# Forum Home Renovation Concreting  Concrete slab for garden shed

## Programmer

Hi all. Yes, nothing better to do on a Friday than ask questions.
(Home in renovation + 3 young kids) = Fri night @ home... 
I have 3 questions: 
1. This one is for the brickies/concrete specialists et al. among our fold. Is there an equation that will convert Kilograms to Cubic Metres? We're talking cement here. I realise they're different beasts (Weight as opposed to Volume), but I'd like to think some smarty has the answer. I've tried many, many online calculators but this does not appear to be an FAQ. So maybe it's easy, tell me! 
1a) If the above is impossible, here's one that some might have some experience with. Forgetting volume capacity of a specific wheelbarrow (assume it's your wheelbarrow to make it easy). How many WB loads would it take to move a Cubic Metre of cement? 
2. Related to question 1. I'm doing a concrete slab that will be used as the base for a garden shed. It will only ever contain/house light boxes, a lawn mower, w/snipper etc.
a) Does it REALLY need to be reinforced?
b) Does it REQUIRE some base material (gravel etc) first? If we assume that not much water ever gathers in the vicinity, and the soil is fairly 'clayey', do I really need the gravel? 
3. Again related. I reckon about 100mm thickness for above slab is about right. Any opinions? What about 75mm with a compacted gravel base? 
OK, over to you....

----------


## johnc

As for weight have a go at this, its basically a hundredweight (114lb I think) to the cubic foot you can do the conversion as I've never bothered. There is some variation based on material but that's roughly the measurement for stone.  
The thickness for the shed slab has more to do with the stability of the sub base than the compaction of gravel, and I would suggest that for all the mucking around I would go direct to 100mm with a thin layer of packing sand to smooth out the bumps. And yes rio is worth the effort, for the little bit it costs unless you are pouring a slab over compacted WA sand you will almost certainly end up with cracking if you leave it out, (if in doubt refer to Murphy's law). If there is some clay in the soil always, always, always use rio, you do not have a stable base as it will be very subject to moisture levels. 
How many barrows, you should be able to shove .25 metres into an avareage barrow, just put plenty of air in the tyre and off you go. If inexperienced let go the handle if it tips, better to shovel back in the slops than break the handle in a futile attempt to drag back a tilting barrow. Its easier to get a mug (read mate) to come along with his own barrow and help to move the load into place, it will keep the truckie delivering a lot happier to. 
In the end if chasing cost go for 75mm with mesh and a little packing sand, it will be stronger than 100mm without mesh and a compacted base. Even light mesh is better than none at all and a sheet off the roll of your local hardware store will do the job, and will cost less than the flat sheets normally used. Your local council will most likely give you the appropriate F rating for the area. 
Good luck, John.

----------


## bitingmidge

Johnc is right, but it's Friday night and I've got nothing better to do than be a smarty pants!  

> 1. This one is for the brickies/concrete specialists et al. among our fold. Is there an equation that will convert Kilograms to Cubic Metres?

   Yep, as long as you know the density of the material you are using.  One cubic metre = 1000 litres of water = 1000 kilograms of water (give or take a bit for distance above sea level and amount of mineral in the water)

++++++

What is asked:
(1) In the shed slab thread, what thickness does johnc suggest going straight to, and what goes underneath?
(2) Copy the passage from the shed slab thread word for word, from "(Home in renovation" to "mower, w/snipper etc.".

++++++

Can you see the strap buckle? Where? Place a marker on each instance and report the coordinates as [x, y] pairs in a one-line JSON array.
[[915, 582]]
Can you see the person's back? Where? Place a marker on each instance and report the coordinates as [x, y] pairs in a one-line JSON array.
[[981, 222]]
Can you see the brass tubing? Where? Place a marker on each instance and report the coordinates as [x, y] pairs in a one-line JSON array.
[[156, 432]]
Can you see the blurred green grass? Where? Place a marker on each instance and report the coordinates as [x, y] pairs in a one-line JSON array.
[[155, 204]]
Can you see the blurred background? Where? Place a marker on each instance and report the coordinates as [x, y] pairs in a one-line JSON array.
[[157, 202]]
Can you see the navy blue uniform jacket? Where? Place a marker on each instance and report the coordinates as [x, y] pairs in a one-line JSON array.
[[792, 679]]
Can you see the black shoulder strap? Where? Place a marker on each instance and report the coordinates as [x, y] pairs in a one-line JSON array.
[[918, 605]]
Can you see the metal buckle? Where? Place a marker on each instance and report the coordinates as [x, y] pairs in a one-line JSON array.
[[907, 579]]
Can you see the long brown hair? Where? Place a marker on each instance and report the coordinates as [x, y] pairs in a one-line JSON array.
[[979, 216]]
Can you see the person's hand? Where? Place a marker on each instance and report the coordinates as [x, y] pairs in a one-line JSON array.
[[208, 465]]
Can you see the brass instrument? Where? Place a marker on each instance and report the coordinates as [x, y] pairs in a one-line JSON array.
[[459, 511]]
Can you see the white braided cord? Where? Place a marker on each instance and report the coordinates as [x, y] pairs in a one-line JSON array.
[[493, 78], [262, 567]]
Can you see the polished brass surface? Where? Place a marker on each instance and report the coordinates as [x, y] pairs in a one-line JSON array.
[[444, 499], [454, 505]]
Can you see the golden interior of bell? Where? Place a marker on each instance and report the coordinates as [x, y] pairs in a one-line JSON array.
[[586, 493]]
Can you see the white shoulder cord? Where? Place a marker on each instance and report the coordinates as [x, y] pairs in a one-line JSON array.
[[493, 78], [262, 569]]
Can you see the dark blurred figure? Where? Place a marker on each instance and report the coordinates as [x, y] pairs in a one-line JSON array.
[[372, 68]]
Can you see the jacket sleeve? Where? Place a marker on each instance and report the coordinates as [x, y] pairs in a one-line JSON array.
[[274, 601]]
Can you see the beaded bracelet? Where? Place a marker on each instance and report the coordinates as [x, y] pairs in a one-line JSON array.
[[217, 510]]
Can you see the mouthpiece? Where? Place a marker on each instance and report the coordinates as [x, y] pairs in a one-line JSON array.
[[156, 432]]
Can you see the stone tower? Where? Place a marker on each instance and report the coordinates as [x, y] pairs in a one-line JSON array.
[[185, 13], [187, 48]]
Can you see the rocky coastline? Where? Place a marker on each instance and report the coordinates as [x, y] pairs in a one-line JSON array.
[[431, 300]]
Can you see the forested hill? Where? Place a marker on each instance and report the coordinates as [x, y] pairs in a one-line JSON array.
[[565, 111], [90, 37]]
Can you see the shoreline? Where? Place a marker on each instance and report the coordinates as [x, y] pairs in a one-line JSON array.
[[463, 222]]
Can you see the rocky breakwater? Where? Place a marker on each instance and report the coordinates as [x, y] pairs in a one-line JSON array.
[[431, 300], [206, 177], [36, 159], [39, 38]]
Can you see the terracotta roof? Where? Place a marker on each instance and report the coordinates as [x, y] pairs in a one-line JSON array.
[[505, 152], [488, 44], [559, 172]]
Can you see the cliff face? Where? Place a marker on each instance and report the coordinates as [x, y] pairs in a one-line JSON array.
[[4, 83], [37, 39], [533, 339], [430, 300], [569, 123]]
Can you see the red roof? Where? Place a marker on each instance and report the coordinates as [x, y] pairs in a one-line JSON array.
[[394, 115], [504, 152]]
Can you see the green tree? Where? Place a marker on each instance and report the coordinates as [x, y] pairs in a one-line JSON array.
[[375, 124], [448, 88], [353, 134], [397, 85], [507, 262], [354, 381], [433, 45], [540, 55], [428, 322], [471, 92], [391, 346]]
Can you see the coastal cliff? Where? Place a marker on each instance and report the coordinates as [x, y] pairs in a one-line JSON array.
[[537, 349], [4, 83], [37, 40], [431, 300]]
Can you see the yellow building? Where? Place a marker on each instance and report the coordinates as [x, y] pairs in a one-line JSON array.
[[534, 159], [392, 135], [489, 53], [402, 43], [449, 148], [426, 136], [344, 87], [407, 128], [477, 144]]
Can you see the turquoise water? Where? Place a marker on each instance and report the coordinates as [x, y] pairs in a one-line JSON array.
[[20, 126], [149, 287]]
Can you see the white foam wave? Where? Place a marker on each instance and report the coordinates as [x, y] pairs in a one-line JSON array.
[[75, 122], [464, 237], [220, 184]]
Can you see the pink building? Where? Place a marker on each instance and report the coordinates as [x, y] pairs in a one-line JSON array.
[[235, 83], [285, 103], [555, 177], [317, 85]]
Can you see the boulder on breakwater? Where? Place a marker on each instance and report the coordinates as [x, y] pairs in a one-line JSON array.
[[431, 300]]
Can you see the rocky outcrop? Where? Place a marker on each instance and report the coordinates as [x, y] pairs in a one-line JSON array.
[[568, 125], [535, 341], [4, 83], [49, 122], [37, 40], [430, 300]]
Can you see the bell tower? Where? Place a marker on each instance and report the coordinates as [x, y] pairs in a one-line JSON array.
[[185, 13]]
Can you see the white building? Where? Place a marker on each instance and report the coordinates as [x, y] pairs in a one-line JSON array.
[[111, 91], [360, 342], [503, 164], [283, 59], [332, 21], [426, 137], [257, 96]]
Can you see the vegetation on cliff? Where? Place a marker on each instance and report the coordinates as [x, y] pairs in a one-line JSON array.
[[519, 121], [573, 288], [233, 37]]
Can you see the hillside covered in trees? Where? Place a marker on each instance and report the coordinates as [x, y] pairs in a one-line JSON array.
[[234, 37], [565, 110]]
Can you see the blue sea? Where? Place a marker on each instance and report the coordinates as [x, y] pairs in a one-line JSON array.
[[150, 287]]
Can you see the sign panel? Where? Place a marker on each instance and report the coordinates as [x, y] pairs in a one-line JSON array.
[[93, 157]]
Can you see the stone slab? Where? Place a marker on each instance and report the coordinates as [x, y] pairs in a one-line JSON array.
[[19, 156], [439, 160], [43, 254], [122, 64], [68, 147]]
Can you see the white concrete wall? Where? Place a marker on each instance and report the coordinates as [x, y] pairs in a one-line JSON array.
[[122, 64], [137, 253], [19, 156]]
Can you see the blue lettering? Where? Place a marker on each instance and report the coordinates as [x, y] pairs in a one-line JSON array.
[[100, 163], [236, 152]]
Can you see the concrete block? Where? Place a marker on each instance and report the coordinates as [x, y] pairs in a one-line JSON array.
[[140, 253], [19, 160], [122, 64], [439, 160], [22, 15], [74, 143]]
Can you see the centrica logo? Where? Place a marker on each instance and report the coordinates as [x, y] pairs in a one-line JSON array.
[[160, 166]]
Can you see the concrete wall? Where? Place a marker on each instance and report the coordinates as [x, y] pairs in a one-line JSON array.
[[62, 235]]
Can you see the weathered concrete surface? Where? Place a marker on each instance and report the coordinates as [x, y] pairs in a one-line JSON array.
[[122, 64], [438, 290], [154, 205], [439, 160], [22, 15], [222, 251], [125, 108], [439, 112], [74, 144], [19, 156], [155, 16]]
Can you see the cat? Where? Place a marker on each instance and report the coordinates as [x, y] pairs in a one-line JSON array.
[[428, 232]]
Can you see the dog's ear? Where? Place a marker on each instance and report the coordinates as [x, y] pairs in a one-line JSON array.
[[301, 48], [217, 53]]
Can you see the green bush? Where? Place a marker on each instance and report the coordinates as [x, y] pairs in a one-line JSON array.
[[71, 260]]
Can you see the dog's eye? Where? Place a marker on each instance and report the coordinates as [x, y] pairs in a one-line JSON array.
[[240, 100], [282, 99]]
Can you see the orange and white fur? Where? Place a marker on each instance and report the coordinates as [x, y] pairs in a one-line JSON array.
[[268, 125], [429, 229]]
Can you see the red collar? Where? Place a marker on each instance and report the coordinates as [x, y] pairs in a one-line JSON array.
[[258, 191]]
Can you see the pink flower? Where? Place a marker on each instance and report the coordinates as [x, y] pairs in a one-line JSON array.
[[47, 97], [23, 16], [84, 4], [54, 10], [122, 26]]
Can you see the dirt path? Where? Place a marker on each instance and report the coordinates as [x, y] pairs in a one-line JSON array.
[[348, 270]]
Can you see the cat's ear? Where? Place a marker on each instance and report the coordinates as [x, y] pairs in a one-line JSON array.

++++++

Solutions per task:
(1) 100mm, with a thin layer of packing sand to smooth out the bumps.

(2)
(Home in renovation + 3 young kids) = Fri night @ home... 
I have 3 questions: 
1. This one is for the brickies/concrete specialists et al. among our fold. Is there an equation that will convert Kilograms to Cubic Metres? We're talking cement here. I realise they're different beasts (Weight as opposed to Volume), but I'd like to think some smarty has the answer. I've tried many, many online calculators but this does not appear to be an FAQ. So maybe it's easy, tell me! 
1a) If the above is impossible, here's one that some might have some experience with. Forgetting volume capacity of a specific wheelbarrow (assume it's your wheelbarrow to make it easy). How many WB loads would it take to move a Cubic Metre of cement? 
2. Related to question 1. I'm doing a concrete slab that will be used as the base for a garden shed. It will only ever contain/house light boxes, a lawn mower, w/snipper etc.